:: AVAILABLE RECORDS ::
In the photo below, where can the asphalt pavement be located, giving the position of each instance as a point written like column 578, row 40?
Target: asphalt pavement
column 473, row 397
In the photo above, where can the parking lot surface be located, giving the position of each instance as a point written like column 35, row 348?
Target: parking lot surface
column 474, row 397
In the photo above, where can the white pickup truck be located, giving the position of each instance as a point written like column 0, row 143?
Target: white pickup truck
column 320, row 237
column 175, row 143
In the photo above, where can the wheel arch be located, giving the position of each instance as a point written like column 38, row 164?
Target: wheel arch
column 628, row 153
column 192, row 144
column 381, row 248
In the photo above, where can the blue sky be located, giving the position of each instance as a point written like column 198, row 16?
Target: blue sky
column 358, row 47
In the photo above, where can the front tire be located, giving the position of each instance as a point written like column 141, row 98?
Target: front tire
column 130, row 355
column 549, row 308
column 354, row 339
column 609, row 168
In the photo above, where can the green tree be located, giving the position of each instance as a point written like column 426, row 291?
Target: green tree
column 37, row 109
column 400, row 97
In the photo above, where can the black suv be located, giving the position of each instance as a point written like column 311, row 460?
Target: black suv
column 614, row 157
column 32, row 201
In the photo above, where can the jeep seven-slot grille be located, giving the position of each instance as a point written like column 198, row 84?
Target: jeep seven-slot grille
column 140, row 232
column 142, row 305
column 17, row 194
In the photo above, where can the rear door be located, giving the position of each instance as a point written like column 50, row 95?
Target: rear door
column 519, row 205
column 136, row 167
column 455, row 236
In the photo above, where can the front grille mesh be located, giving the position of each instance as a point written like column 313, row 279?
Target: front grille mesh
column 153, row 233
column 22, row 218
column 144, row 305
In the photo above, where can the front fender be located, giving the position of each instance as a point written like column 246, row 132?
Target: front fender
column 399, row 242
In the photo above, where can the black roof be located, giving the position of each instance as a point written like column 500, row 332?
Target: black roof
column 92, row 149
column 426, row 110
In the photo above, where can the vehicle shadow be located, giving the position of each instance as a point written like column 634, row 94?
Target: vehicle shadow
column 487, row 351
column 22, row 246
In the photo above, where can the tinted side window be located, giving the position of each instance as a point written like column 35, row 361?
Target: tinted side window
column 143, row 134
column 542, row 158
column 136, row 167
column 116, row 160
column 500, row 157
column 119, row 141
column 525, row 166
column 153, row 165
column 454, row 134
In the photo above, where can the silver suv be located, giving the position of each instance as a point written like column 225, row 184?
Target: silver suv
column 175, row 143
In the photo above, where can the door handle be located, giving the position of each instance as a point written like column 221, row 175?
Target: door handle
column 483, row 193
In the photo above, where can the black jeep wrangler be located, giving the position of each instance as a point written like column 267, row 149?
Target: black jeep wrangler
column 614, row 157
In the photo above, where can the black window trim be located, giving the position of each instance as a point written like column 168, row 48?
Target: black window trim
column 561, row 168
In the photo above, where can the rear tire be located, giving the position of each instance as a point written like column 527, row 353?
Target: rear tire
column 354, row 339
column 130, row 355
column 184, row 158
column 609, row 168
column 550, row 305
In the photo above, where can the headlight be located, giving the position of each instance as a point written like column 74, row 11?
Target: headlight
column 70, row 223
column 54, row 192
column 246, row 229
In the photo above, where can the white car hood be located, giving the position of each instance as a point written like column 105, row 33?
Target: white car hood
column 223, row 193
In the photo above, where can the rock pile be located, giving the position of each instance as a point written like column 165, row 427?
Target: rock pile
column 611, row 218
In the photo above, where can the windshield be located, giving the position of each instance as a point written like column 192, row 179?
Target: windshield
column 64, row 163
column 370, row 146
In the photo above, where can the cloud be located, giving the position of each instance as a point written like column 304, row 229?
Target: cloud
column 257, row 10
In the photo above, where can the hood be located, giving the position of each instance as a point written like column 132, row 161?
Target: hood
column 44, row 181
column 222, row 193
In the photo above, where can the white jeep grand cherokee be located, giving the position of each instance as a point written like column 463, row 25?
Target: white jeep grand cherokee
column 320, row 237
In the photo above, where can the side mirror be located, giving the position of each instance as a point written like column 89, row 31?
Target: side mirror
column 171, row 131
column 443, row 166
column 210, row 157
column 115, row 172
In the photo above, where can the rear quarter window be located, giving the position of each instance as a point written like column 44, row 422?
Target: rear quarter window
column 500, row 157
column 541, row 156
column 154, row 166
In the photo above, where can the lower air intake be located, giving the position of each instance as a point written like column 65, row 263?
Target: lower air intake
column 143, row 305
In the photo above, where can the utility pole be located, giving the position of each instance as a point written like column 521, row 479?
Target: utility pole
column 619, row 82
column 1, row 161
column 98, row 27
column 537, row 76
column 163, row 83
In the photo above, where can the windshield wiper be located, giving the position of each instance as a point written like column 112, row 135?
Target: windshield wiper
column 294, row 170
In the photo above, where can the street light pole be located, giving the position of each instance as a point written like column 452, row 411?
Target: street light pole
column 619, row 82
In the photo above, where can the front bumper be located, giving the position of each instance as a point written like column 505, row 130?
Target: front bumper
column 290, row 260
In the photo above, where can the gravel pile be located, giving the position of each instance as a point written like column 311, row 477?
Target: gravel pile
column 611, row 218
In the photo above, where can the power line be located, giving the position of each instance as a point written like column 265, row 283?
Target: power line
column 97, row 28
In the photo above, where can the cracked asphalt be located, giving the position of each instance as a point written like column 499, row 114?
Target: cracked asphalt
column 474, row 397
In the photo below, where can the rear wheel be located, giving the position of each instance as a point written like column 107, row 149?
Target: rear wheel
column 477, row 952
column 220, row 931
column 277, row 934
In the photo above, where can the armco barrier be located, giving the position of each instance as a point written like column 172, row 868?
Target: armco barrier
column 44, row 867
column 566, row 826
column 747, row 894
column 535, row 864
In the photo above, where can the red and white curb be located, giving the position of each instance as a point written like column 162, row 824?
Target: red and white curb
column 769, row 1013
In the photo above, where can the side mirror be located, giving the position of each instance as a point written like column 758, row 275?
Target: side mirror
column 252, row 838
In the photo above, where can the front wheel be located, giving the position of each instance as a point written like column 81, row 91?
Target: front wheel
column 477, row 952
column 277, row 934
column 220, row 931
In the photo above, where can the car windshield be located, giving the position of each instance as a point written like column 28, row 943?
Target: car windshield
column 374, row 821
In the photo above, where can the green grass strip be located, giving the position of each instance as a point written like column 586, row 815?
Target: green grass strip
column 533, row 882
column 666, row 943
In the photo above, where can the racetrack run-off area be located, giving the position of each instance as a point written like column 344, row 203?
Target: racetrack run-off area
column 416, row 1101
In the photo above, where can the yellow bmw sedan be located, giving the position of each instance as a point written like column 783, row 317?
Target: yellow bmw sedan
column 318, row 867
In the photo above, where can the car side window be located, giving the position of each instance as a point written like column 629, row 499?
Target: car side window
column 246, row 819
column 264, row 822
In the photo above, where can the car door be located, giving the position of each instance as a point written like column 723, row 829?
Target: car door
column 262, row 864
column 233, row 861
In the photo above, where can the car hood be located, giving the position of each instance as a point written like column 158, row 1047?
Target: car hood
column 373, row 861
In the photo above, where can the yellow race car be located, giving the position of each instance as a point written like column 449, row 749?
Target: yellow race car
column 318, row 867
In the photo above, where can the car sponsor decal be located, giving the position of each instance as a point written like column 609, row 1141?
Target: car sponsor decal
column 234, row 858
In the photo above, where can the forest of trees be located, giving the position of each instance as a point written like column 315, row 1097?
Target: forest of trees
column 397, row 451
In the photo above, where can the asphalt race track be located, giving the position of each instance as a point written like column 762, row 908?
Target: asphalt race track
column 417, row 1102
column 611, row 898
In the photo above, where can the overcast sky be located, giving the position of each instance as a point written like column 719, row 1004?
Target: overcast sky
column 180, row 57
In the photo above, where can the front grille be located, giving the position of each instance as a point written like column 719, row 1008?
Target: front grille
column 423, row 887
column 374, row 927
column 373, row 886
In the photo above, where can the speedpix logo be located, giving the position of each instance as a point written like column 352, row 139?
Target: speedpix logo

:: STATED TASK ::
Render the entries, from their first line up to and including the line containing "column 473, row 397", as a JSON list of strings with one string per line, leaving out any blank lines.

:: RESULT ::
[
  "In the photo below, where can the asphalt pavement be located, giving the position of each instance as a point written like column 578, row 40?",
  "Target: asphalt pavement",
  "column 473, row 397"
]